Objetivo do exercício: Reescale o trecho da listagem que começa na linha que contém "Point out the sponsor" e termina na linha que contém "(1024, 699)", incluindo as duas. Reproduza todas essas linhas, com os pedidos, e multiplique cada coordenada das respostas por 2,5, arredondando para inteiros com metades para cima. Deixe as imagens fora da resposta.

=== Listagem desta tarefa ===

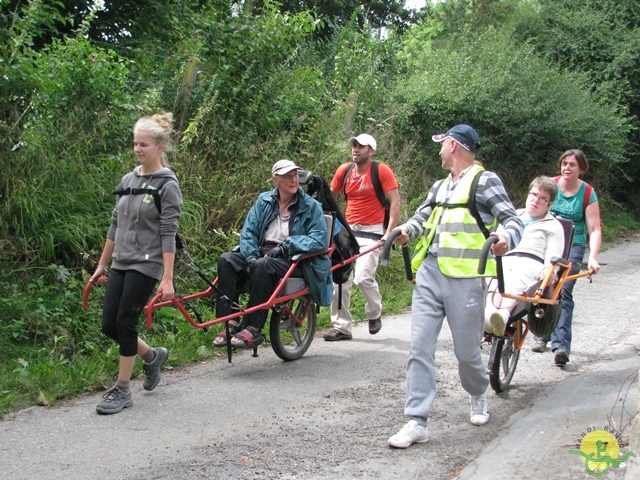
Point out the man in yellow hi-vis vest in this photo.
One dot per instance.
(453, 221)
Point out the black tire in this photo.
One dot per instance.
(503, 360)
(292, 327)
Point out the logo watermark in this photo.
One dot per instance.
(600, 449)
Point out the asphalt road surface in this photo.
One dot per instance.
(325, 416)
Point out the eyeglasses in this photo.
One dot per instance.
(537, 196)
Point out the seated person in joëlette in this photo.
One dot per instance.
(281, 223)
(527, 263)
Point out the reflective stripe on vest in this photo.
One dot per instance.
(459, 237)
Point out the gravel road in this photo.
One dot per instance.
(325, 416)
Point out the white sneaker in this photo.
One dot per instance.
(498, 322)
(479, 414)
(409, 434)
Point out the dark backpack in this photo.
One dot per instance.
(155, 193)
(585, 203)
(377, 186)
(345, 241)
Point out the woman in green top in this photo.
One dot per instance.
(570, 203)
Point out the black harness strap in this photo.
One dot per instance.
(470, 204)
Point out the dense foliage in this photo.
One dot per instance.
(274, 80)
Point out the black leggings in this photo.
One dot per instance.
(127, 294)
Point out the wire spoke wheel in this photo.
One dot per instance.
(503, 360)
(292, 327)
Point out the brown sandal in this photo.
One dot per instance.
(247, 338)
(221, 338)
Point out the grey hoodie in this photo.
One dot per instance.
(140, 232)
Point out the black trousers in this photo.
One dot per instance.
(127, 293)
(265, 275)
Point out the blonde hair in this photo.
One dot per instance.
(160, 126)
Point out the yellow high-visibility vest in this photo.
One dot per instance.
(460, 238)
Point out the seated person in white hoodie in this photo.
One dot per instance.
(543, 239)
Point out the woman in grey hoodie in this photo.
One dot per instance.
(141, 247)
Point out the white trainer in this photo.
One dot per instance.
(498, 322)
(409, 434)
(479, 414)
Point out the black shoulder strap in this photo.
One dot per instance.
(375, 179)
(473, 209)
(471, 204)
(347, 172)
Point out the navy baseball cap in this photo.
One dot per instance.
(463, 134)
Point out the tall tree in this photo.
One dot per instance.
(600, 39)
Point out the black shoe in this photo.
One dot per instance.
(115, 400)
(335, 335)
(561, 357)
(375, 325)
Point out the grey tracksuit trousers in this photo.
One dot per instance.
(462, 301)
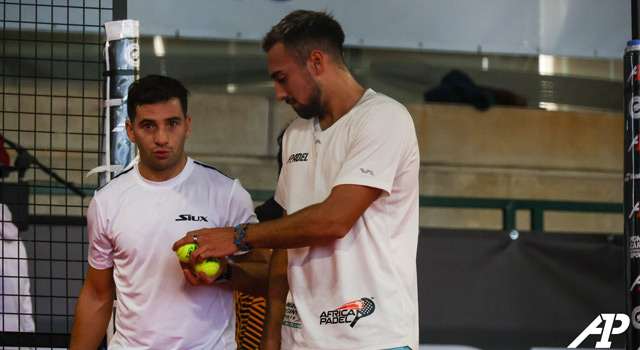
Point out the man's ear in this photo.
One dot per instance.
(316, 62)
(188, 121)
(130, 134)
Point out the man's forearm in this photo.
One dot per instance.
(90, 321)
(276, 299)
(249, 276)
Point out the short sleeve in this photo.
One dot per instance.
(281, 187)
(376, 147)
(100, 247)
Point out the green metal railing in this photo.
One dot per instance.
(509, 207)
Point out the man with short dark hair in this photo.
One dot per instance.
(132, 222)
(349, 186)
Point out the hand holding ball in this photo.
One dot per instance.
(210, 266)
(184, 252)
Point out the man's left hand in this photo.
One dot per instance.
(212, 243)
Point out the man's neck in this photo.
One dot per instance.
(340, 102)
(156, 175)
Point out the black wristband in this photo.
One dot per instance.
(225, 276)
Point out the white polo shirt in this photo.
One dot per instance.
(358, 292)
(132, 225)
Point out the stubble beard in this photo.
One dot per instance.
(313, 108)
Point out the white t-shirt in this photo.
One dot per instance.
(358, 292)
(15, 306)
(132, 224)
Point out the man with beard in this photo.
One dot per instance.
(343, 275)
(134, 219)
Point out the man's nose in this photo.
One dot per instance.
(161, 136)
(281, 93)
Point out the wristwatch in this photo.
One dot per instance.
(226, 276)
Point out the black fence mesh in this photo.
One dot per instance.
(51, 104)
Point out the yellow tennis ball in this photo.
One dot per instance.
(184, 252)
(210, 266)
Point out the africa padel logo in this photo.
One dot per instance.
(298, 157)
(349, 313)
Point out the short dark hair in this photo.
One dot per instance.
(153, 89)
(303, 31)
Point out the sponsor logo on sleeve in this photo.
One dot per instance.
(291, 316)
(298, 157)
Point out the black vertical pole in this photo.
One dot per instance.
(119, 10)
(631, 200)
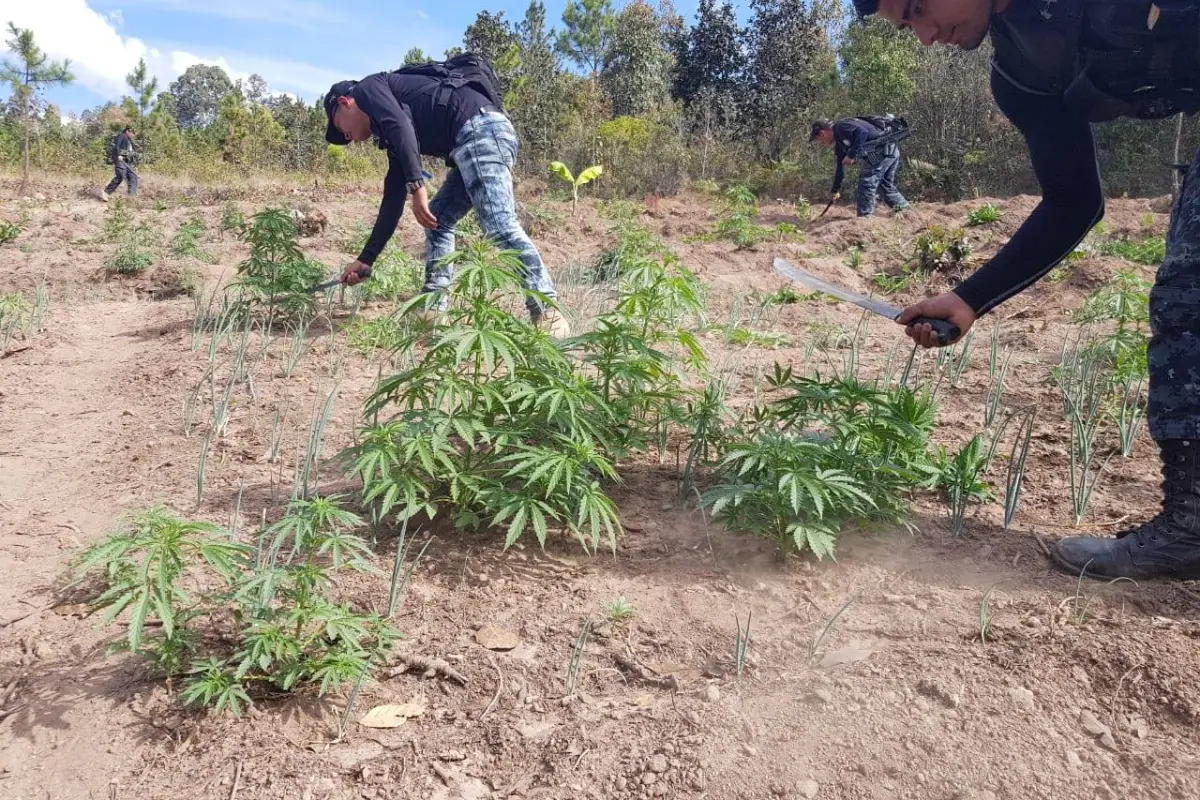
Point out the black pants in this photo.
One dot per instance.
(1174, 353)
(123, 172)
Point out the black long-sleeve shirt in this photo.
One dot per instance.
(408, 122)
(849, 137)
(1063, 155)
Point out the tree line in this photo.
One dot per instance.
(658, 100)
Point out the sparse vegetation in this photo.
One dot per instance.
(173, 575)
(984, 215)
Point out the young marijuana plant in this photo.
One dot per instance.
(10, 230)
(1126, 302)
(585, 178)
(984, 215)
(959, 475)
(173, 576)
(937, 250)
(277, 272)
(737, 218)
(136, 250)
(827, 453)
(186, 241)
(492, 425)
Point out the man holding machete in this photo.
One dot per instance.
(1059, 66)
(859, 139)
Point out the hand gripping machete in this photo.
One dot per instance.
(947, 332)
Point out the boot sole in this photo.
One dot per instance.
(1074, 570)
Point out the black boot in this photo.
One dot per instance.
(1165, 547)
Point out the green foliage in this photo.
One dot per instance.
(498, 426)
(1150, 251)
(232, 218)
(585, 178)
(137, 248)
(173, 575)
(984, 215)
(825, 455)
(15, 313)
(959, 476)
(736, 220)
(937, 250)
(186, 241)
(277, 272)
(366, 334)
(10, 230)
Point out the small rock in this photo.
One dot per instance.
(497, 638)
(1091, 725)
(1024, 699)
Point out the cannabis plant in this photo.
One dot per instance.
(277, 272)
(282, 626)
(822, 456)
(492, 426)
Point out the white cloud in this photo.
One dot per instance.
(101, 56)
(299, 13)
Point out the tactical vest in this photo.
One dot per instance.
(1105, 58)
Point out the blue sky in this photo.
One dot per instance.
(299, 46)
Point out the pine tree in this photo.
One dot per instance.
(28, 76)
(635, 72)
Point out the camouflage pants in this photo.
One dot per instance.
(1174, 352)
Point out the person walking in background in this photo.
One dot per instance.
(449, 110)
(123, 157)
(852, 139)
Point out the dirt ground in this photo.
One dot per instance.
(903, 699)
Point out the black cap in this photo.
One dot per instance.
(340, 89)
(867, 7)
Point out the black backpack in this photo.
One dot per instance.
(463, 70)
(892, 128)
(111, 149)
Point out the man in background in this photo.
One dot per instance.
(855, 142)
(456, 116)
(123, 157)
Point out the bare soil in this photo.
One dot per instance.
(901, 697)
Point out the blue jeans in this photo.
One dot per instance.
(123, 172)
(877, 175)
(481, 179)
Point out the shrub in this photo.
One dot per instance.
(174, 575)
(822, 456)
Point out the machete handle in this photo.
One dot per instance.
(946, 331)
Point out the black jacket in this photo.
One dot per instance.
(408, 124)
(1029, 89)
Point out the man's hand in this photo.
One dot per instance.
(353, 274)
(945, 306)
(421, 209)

===

Tarefa concluída:
Point out the sponsor logo on sleeve in this photo.
One dot per instance.
(728, 790)
(745, 393)
Point out the black vertical pole in this photo.
One dot per instance.
(298, 25)
(1578, 500)
Point out the black pants in this photo.
One dot per instance.
(2935, 883)
(308, 430)
Point out the black long-sleeve shirt in this photo.
One dot per instance.
(1020, 305)
(2123, 343)
(2658, 388)
Point out the tree line in this photo.
One dot per instance.
(1645, 250)
Point out the sparse vegetation in this photo.
One dot per instance.
(433, 1438)
(2460, 538)
Point out the young marijuana plant in this photo.
One dot per instance.
(25, 575)
(2815, 755)
(1463, 445)
(2460, 538)
(2398, 1188)
(433, 1440)
(2343, 625)
(693, 680)
(1843, 545)
(340, 625)
(2068, 1133)
(465, 603)
(1230, 1063)
Point out the man holding machete in this photo.
One dot per instance.
(2648, 165)
(2148, 348)
Point out the hand gripping machete in this photo.
One dot per instance.
(2368, 830)
Point out the boot sole in this photo.
One dot per instance.
(2685, 1425)
Point out the black boot in this photo.
One dot per instance.
(2913, 1368)
Point out the green foliage in this photo.
One dot per instance.
(1245, 1065)
(2875, 628)
(580, 545)
(1463, 445)
(343, 620)
(433, 1438)
(2460, 538)
(2063, 1138)
(38, 783)
(2398, 1190)
(1840, 550)
(2343, 625)
(465, 603)
(693, 680)
(915, 835)
(25, 575)
Point out the small rock in this photo.
One dot per instance.
(1243, 1595)
(2728, 1813)
(2560, 1748)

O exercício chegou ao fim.